─── Quoted passage ───

In reality, while her feminism greatly displeased the Islamic clerics, it was only when she took up the cause of the hated Kafirs that they cared to sentence her to the ultimate punishment. But of course, no public figure concerned about his respectability wanted to be seen drawing attention to a case of Muslims as oppressors and Hindus as victims. It seems we have now come to a point where an India-watcher with presumably serious professional ambitions can afford to deviate from this secularist party-line. Then again, while a Muslim can afford to, for a non-Muslim it would still be harmful to his career prospects.


My undivided praise goes to Nicolas Jaoul for his talk on “the post-Khairlanji protest in Vidarbha” by SC Mahars against the murder of four fellow caste members by members of the locally dominant Kunbi OBC. In this case the protest movement was successful, leading to effective judicial punishment for the culprits as well as provoking a rise in reporting and police registering of similar complaints on caste atrocities. The campaigners demanded a full and effective death sentence for the main culprits, a demand deemed inhuman by secularists when voiced against convicted terrorists like Afzal Guru.


I understand that Hindus are tired of the outsiders’ reduction of Hinduism to caste, only caste and nothing but caste. However, the eagerness of all enemy forces, and equally of sincerely curious impartial observers, to investigate caste conflict simply reflects a really existing problem. Contrary to what you could expect in the general media in such cases, Jaoul did not conveniently blame “Hindu fundamentalism” or some such ogre. But neither did he report any constructive intervention by the organized Hindu movement. When I asked him about the role of the political parties in the Khairlanji events, he said the BJP has tried to instrumentalize the issue by blaming the ruling Rashtriya Congress Party, but that there were also personal links between some culprits and the BJP. The self-described vanguard of Hindu society had better live up to its progressive boasts and deal with this injustice on a priority basis, not opportunistically, but as a matter of principle.


Sikhism too has its instance of “outrage,” viz. against all forms of Sikhism that diverge from the line laid down by the anti-Hindu religious separatists. Here, a paper discussed the indignation in organized Sikhism over the performance by Baba Gurmeet Ram-Rahim Singh, leader of the Dera Sacha Sauda sect, impersonating Guru Govind Singh. Unlike the SC Mahars’ outrage in Khairlanji, but just like Muslim outrage over Taslima Nasreen’s work, this is an instance of a ruling group incensed by the impertinence of a dissident’s presumption of equality, not of an oppressed group revolted by the ruling class’s brutal atrocities.

───

— Set of tasks —
1/ List every person mentioned by name in the passage on caste and religious outrage.
2/ Reproduce the part of the passage on caste and religious outrage starting with "Sikhism too has" and going on through "class’s brutal atrocities.".

─── Data listing ───

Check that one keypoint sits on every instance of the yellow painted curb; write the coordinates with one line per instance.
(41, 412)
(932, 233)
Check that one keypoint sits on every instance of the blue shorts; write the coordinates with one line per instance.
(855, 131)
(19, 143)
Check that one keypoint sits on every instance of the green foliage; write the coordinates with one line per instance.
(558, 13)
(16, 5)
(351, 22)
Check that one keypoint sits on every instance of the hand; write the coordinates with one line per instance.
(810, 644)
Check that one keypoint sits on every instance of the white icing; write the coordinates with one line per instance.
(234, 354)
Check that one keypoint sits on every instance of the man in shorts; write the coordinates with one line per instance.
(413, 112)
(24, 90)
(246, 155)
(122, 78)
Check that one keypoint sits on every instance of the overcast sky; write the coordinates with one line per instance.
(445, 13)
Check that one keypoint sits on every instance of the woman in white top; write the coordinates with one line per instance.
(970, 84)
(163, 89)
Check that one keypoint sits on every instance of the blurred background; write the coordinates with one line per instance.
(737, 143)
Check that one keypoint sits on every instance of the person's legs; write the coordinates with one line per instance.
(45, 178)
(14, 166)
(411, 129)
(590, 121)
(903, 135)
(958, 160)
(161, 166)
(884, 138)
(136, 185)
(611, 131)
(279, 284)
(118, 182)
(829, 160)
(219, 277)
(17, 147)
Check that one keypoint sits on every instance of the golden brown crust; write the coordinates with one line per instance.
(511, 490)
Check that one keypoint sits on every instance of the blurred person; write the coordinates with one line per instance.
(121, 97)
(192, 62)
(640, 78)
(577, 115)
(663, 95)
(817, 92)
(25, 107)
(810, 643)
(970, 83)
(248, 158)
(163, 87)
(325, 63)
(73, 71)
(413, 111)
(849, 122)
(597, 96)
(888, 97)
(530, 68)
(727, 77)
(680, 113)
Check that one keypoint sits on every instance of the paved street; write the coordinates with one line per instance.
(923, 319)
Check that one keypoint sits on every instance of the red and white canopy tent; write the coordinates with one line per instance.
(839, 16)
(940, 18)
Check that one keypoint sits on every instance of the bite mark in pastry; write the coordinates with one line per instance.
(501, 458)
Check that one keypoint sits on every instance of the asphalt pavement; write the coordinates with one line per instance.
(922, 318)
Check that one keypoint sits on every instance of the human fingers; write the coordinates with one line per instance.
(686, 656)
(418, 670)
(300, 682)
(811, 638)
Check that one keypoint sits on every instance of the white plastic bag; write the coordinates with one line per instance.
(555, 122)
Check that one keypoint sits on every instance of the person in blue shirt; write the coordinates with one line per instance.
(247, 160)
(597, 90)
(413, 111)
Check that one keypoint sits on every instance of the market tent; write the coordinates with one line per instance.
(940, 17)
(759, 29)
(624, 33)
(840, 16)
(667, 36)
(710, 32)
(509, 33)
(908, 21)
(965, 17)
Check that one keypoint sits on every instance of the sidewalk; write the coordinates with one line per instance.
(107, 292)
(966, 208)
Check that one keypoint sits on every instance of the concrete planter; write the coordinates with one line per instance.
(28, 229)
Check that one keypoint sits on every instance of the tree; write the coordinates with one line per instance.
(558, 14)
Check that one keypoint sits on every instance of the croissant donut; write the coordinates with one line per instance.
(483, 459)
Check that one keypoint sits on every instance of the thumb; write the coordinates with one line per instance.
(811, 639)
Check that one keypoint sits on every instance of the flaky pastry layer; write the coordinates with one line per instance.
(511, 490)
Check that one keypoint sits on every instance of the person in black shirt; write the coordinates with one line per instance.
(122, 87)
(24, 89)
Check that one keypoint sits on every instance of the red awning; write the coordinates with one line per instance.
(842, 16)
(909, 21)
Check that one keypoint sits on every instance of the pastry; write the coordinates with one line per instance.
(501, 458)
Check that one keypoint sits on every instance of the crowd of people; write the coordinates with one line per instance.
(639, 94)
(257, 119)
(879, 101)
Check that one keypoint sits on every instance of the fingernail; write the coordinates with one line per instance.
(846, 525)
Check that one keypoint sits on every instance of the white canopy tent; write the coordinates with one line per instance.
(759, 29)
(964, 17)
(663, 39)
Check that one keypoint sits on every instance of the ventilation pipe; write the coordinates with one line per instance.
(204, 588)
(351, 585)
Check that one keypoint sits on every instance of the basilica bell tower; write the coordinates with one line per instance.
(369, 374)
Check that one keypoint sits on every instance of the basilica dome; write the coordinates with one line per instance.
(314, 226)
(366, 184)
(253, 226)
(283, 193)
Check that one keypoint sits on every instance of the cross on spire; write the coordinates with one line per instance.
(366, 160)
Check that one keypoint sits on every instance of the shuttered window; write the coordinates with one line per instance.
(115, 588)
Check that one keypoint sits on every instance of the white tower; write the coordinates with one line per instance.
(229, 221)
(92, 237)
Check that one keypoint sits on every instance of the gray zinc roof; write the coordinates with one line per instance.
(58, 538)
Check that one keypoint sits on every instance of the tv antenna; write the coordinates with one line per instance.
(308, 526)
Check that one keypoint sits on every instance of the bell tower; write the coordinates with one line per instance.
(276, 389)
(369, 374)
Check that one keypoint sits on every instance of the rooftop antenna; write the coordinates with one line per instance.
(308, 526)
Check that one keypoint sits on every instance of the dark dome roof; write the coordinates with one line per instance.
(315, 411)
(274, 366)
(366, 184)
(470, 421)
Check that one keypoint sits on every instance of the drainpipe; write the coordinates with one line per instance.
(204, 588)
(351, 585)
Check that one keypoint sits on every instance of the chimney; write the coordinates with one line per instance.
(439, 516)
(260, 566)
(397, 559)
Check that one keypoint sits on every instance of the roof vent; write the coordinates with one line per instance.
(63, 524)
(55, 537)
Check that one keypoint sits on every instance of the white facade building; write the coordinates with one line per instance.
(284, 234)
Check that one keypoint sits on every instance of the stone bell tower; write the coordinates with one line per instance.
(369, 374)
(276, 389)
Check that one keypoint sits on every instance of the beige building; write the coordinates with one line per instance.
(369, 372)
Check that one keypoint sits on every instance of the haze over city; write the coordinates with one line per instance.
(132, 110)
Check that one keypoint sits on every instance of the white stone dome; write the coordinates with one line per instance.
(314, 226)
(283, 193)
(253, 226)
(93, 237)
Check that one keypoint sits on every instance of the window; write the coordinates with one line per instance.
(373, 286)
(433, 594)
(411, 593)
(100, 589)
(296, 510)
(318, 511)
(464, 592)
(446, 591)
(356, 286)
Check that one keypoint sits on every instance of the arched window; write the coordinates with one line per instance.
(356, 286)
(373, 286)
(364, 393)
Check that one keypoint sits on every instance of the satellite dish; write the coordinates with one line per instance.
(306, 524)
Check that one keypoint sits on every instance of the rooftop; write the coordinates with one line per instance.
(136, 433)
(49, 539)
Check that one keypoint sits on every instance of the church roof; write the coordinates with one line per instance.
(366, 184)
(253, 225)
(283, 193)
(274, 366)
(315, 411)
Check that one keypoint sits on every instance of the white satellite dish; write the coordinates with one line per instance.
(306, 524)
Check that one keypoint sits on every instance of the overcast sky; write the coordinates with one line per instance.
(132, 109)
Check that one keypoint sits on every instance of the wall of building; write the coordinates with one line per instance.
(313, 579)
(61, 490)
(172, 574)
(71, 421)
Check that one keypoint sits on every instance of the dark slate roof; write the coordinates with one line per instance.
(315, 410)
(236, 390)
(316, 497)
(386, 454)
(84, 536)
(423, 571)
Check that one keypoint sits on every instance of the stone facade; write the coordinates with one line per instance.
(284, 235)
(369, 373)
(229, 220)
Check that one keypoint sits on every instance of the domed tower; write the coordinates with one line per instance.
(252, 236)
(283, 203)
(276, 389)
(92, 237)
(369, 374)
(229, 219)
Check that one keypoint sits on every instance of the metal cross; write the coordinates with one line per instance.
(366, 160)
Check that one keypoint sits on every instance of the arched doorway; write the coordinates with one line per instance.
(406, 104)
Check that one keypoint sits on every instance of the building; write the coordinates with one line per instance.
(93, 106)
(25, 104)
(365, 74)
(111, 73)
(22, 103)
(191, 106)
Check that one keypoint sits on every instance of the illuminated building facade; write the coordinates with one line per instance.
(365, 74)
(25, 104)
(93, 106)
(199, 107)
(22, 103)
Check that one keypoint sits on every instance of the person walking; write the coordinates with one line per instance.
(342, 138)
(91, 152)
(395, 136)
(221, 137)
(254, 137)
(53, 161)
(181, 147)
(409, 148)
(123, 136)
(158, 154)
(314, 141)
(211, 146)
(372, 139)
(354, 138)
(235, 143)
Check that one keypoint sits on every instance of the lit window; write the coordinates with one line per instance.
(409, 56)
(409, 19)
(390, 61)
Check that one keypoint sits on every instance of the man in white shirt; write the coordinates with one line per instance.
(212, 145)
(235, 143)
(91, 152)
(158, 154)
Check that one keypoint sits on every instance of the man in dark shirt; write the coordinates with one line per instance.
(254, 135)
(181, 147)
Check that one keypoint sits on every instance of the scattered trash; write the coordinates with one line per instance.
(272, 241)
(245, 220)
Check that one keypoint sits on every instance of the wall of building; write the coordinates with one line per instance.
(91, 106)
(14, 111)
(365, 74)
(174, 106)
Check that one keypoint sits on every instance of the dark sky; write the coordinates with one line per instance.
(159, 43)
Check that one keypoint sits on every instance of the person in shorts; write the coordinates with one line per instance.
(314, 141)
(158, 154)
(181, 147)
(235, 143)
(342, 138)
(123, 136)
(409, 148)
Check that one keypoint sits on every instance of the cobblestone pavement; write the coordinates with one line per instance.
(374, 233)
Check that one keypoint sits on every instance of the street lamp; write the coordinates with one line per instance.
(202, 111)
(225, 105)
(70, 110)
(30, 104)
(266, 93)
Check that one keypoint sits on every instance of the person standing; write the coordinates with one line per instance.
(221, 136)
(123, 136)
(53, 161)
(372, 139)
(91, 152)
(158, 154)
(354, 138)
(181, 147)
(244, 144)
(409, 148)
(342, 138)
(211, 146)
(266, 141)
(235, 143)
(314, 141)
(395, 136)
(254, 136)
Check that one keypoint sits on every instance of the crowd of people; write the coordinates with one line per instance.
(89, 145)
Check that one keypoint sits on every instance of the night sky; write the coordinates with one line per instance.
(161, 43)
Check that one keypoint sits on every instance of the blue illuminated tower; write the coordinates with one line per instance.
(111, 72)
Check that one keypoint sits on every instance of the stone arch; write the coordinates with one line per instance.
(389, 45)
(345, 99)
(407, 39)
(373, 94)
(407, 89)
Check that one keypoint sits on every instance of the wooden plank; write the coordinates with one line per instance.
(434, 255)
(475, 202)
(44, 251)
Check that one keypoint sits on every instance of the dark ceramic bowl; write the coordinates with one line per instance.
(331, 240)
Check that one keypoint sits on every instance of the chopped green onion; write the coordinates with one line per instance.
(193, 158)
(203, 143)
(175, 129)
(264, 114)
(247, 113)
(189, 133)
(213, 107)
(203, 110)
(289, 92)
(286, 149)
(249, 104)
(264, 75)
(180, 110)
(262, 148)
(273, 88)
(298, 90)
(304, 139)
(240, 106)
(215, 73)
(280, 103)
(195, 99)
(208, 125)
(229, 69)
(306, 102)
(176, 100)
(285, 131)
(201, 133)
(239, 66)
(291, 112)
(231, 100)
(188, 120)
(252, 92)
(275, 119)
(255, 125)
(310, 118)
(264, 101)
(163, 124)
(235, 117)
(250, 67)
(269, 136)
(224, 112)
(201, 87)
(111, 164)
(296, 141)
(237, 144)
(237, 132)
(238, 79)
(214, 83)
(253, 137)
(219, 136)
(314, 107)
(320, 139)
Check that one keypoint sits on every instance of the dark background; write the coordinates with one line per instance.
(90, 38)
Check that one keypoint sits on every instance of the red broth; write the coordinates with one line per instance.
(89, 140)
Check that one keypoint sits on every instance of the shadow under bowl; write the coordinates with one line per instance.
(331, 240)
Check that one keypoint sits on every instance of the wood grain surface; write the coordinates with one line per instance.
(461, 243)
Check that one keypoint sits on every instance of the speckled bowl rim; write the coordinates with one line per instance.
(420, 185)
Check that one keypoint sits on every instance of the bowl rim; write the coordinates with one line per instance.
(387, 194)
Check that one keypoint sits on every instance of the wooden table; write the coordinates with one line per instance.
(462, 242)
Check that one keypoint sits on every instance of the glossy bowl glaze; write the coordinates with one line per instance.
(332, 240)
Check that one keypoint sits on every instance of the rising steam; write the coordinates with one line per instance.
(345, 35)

───

— Solution list —
1/
Nicolas Jaoul
Afzal Guru
Baba Gurmeet Ram-Rahim Singh
Guru Govind Singh
Taslima Nasreen

2/
Sikhism too has its instance of “outrage,” viz. against all forms of Sikhism that diverge from the line laid down by the anti-Hindu religious separatists. Here, a paper discussed the indignation in organized Sikhism over the performance by Baba Gurmeet Ram-Rahim Singh, leader of the Dera Sacha Sauda sect, impersonating Guru Govind Singh. Unlike the SC Mahars’ outrage in Khairlanji, but just like Muslim outrage over Taslima Nasreen’s work, this is an instance of a ruling group incensed by the impertinence of a dissident’s presumption of equality, not of an oppressed group revolted by the ruling class’s brutal atrocities.